### [Written task]
Reproduce all of the records below, switching each occurrence of "thickest" to "widest" and leaving everything else unchanged.

### [Data for processing]

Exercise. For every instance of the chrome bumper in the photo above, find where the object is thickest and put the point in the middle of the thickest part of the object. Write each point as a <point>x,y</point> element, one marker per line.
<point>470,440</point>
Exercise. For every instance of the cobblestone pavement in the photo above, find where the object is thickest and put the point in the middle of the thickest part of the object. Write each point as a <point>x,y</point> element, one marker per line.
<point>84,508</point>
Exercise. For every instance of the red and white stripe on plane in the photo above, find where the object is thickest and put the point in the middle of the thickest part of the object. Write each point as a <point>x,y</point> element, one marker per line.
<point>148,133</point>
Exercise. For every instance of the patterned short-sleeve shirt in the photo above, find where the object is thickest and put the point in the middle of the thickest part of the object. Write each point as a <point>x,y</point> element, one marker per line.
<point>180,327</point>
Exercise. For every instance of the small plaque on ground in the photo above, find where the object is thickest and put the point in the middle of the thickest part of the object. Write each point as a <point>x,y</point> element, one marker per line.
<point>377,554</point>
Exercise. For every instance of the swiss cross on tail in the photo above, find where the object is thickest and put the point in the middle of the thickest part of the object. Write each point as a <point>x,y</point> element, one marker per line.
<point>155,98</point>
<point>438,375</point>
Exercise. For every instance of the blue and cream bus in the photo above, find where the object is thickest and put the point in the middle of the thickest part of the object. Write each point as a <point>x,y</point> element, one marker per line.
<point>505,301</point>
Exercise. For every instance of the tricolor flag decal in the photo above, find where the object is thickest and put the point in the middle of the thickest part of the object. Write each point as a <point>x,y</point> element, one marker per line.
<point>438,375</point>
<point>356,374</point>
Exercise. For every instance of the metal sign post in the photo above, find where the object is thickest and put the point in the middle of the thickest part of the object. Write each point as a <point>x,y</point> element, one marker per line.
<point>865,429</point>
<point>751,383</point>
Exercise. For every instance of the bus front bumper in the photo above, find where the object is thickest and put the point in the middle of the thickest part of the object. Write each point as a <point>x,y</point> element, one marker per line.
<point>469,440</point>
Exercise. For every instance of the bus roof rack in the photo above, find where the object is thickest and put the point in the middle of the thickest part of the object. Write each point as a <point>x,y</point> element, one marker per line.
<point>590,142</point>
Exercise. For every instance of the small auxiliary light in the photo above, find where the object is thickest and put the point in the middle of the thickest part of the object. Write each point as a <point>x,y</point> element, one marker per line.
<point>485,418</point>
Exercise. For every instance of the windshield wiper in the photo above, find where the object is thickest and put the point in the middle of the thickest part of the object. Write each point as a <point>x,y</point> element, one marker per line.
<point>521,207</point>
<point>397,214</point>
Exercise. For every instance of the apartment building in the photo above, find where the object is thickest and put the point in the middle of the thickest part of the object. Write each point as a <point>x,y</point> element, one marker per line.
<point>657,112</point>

### [Answer below]
Exercise. For every instance of the chrome bumper in the photo above, find where the object is widest and put the point in the middle of the widest part of the object. Write each point as a <point>x,y</point> element, one marker per line.
<point>470,440</point>
Exercise. For every instance of the cobblestone pavement in the photo above, find where the object is widest and put the point in the middle of the widest part of the object. Write each point as a <point>x,y</point> element, one marker per line.
<point>84,508</point>
Exercise. For every instance of the red and white stripe on plane in the photo above, find where the object is widest and put the point in the middle of the widest part of the object. Write each point as a <point>x,y</point> element, one marker per line.
<point>148,133</point>
Exercise. For every instance of the patterned short-sleeve shirt in the photo above, find where the object is widest and put the point in the middle of the widest part of the object. Write each point as a <point>x,y</point> element, one marker per line.
<point>180,327</point>
Exercise. For every instance of the small plaque on ground in the photo above, find where the object is widest and put the point in the middle of the widest part of the object. Write each point as a <point>x,y</point> element, one marker per line.
<point>377,554</point>
Exercise. For every instance of the swiss cross on tail in the photo above, find where the object is widest and put the point in the middle of the widest part of the object. Write each point as a <point>x,y</point> element, one marker per line.
<point>155,98</point>
<point>438,375</point>
Exercise. For every instance of the blue and cream bus in the photo above, find where the object is widest and put the point in the middle of the widest part of the object. Write each point as a <point>x,y</point> element, one marker per line.
<point>505,301</point>
Exercise. For every instance of the tricolor flag decal in the photo above, find where the object is widest and put the point in the middle of the widest part of the object. Write each point as a <point>x,y</point> element, one marker per line.
<point>438,375</point>
<point>356,374</point>
Exercise. For every instance of the metal sign post in the photo above, find where the object is widest and put the point in the middle of the widest part of the object. Write each point as a <point>x,y</point> element, one marker per line.
<point>865,429</point>
<point>751,383</point>
Exercise. For every instance of the bus front bumper in the photo above, find where the object is widest and put the point in the middle of the widest part of the object. Write each point as a <point>x,y</point> element, one marker per line.
<point>469,440</point>
Exercise. For every instance of the bus roof rack in the photo above, find where the object is widest and put the point in the middle of the widest part of the object. Write each point as a <point>x,y</point> element, one marker per line.
<point>590,142</point>
Exercise. For every instance of the small auxiliary light in the photo above, find where the object is widest and put the point in the middle of the widest part of the object. Write each point as a <point>x,y</point> element, one marker per line.
<point>485,418</point>
Exercise. For every instance of the windshield wiper in the photo above, find where the object is widest and put the point in the middle of the widest part of the object. Write each point as a <point>x,y</point> element, one marker per line.
<point>521,207</point>
<point>397,214</point>
Exercise. For every instance of the apartment building in the photo above, find where the object is widest and put the point in the middle of the widest part of the object. Write each point as a <point>x,y</point> element, one marker per line.
<point>657,112</point>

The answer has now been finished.